In the data, take the stretch from the line containing "Agricultural drone survey: scan the aerial photo for roof" through the line containing "0, 89, 319, 106" and replace "roof ridge tiles" with "roof ridge vents", changing nothing else. Return only those lines.
— start of MATERIAL FOR THIS EXERCISE —
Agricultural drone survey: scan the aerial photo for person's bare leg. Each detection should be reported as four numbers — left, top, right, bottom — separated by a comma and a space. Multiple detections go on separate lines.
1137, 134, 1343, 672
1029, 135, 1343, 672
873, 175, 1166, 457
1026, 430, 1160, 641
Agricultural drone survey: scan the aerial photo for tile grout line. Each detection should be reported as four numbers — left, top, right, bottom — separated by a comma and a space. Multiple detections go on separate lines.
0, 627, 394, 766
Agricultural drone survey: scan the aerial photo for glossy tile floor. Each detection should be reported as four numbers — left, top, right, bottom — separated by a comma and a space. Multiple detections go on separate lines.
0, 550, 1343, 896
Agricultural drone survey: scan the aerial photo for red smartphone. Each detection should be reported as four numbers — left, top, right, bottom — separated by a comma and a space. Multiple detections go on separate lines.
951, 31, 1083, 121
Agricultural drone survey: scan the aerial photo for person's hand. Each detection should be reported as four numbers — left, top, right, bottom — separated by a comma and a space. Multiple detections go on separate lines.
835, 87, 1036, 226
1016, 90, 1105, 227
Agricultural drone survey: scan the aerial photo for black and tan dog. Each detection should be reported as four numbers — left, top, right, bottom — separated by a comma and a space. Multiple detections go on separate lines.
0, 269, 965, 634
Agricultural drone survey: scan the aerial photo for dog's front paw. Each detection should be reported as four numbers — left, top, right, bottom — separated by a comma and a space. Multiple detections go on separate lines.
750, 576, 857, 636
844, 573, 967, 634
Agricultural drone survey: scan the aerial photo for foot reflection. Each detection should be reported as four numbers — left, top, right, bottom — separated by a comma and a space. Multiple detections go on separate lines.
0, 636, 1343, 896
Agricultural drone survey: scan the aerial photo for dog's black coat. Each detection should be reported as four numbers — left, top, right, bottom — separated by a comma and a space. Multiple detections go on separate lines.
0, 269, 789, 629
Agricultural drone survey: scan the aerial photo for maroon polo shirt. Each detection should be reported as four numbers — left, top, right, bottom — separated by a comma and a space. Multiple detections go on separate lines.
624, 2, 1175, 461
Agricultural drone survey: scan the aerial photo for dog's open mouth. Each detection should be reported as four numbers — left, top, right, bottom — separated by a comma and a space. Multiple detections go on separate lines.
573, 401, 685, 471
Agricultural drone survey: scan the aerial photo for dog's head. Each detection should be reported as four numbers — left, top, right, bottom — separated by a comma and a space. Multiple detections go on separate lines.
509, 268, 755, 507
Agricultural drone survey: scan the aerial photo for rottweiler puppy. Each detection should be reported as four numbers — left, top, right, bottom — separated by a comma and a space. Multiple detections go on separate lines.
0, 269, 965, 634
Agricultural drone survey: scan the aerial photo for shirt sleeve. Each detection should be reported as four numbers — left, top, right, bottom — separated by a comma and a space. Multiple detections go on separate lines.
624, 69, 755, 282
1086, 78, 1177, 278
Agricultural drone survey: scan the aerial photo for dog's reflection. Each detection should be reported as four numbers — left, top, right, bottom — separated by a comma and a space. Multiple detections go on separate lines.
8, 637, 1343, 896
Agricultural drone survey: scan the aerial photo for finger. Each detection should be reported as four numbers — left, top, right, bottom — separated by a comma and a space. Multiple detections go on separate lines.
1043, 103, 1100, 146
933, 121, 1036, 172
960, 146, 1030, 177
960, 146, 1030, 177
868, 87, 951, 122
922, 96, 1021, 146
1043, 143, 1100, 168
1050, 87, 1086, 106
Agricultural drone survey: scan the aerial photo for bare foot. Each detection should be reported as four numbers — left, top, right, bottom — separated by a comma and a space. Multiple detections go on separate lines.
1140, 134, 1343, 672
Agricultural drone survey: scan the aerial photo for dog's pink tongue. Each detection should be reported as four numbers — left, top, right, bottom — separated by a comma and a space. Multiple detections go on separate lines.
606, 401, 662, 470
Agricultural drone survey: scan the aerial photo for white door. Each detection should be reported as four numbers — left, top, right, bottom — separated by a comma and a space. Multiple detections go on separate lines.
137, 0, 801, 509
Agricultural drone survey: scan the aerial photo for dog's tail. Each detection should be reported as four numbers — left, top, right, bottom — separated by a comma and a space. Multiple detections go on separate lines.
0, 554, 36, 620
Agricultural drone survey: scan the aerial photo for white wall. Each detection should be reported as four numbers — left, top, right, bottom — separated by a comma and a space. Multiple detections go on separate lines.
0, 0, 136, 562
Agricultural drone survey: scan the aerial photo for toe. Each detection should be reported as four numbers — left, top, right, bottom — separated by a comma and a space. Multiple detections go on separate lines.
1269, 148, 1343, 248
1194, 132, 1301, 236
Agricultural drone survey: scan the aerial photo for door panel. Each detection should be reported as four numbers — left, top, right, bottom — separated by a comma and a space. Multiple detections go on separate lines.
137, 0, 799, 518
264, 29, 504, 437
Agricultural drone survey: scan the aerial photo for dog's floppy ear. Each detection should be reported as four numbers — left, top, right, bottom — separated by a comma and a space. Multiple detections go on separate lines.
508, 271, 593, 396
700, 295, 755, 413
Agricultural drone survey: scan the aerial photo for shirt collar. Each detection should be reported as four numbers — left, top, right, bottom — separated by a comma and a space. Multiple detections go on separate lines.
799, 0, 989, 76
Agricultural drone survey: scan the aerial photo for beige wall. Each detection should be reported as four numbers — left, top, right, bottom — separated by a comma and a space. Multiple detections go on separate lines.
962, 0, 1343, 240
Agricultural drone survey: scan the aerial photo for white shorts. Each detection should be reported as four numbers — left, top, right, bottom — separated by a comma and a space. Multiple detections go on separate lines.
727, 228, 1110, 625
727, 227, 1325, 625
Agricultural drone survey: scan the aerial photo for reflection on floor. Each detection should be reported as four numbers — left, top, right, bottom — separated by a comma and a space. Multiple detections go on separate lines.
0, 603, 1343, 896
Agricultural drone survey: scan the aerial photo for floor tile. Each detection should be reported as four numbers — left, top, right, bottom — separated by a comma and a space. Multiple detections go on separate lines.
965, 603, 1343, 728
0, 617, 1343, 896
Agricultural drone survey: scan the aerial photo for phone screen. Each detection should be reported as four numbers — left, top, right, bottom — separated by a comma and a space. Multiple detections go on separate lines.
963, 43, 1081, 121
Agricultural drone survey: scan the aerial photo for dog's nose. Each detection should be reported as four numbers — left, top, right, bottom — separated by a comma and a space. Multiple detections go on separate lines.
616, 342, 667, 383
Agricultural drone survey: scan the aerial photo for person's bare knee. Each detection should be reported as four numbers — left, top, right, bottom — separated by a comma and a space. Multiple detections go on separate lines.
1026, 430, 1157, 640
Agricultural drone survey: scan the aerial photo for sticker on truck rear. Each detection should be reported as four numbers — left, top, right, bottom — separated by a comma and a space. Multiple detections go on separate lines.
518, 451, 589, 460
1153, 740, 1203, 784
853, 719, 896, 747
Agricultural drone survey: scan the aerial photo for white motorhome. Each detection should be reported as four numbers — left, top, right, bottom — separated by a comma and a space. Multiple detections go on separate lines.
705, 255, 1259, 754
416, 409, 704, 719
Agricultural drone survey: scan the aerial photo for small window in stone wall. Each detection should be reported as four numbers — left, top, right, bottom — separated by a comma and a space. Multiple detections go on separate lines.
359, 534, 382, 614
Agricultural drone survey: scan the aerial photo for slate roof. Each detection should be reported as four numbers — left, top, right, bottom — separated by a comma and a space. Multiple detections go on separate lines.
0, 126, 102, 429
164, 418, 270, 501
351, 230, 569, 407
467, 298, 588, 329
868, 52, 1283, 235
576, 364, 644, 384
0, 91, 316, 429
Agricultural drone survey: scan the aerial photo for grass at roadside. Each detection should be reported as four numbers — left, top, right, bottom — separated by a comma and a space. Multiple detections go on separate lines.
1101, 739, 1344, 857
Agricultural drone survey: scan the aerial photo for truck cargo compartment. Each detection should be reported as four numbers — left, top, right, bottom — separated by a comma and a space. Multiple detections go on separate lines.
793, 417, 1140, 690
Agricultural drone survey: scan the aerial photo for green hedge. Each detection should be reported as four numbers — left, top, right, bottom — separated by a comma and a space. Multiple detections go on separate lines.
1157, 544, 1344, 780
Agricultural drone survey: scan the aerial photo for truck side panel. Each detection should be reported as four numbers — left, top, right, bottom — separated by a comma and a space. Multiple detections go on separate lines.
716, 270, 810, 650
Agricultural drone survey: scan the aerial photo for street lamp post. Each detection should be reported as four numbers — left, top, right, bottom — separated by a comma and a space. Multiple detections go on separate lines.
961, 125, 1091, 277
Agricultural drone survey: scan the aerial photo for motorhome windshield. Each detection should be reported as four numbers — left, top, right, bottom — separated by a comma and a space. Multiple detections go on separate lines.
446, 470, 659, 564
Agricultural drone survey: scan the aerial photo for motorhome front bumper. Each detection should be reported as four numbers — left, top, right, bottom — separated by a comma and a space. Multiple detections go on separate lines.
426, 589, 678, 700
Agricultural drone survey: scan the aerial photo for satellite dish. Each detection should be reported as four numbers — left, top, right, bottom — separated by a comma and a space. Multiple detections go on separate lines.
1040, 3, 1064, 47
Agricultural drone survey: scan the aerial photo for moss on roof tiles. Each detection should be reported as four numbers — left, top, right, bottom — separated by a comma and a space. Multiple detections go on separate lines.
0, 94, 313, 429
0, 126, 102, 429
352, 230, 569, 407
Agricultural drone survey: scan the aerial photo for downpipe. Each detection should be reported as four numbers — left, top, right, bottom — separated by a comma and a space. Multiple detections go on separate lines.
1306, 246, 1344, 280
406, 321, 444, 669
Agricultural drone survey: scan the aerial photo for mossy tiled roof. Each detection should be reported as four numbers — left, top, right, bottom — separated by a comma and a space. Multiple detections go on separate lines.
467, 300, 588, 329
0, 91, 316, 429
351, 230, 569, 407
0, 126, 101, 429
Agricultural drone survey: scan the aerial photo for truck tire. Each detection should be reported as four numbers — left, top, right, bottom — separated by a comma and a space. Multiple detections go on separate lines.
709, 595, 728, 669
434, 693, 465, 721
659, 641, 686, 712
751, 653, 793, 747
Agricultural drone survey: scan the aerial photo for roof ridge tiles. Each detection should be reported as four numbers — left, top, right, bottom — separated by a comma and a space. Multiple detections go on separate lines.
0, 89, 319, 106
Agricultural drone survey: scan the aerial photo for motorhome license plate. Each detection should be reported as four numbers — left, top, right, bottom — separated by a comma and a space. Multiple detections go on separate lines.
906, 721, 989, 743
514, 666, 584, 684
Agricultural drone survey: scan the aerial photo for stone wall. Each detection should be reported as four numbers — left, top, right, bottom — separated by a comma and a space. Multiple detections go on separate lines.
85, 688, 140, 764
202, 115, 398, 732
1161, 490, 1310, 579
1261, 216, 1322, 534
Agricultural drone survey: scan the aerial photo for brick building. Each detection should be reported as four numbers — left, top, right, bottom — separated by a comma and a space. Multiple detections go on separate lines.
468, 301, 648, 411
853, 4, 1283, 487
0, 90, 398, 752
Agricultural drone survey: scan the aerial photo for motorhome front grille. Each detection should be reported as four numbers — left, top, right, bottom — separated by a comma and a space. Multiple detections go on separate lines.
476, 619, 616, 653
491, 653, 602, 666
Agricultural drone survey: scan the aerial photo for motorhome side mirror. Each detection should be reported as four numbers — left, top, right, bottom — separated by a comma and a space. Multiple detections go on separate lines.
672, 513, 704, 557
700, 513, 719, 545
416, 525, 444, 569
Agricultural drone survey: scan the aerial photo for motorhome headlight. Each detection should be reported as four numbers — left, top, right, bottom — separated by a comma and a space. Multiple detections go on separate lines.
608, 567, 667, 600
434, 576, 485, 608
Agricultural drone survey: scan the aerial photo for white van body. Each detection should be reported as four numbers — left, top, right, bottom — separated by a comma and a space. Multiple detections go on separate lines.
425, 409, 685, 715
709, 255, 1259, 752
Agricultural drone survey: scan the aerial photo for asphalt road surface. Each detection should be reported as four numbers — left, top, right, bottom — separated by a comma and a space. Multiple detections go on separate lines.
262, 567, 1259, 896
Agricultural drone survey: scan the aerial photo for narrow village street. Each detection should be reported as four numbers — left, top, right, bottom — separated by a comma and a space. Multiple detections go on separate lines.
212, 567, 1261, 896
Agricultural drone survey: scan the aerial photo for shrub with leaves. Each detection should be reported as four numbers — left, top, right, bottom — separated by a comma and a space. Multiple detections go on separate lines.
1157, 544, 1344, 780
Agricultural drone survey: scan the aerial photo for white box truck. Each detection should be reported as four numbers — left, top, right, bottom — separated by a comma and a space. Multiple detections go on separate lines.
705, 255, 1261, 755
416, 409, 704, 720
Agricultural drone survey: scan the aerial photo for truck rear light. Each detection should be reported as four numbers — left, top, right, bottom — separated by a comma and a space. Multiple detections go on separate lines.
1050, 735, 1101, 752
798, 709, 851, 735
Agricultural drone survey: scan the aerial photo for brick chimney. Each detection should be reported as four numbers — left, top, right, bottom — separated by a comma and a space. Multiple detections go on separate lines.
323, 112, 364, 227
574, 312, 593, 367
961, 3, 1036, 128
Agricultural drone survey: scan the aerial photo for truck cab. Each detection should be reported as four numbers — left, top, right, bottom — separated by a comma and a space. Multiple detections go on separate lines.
— end of MATERIAL FOR THIS EXERCISE —
ANSWER TO THE EXERCISE »
Agricultural drone survey: scan the aerial photo for roof ridge vents. Each detection should be reported as four numbers — left, top, right, bottom — separated by a comma and a space. Multiple detections go on separate lines.
0, 89, 319, 106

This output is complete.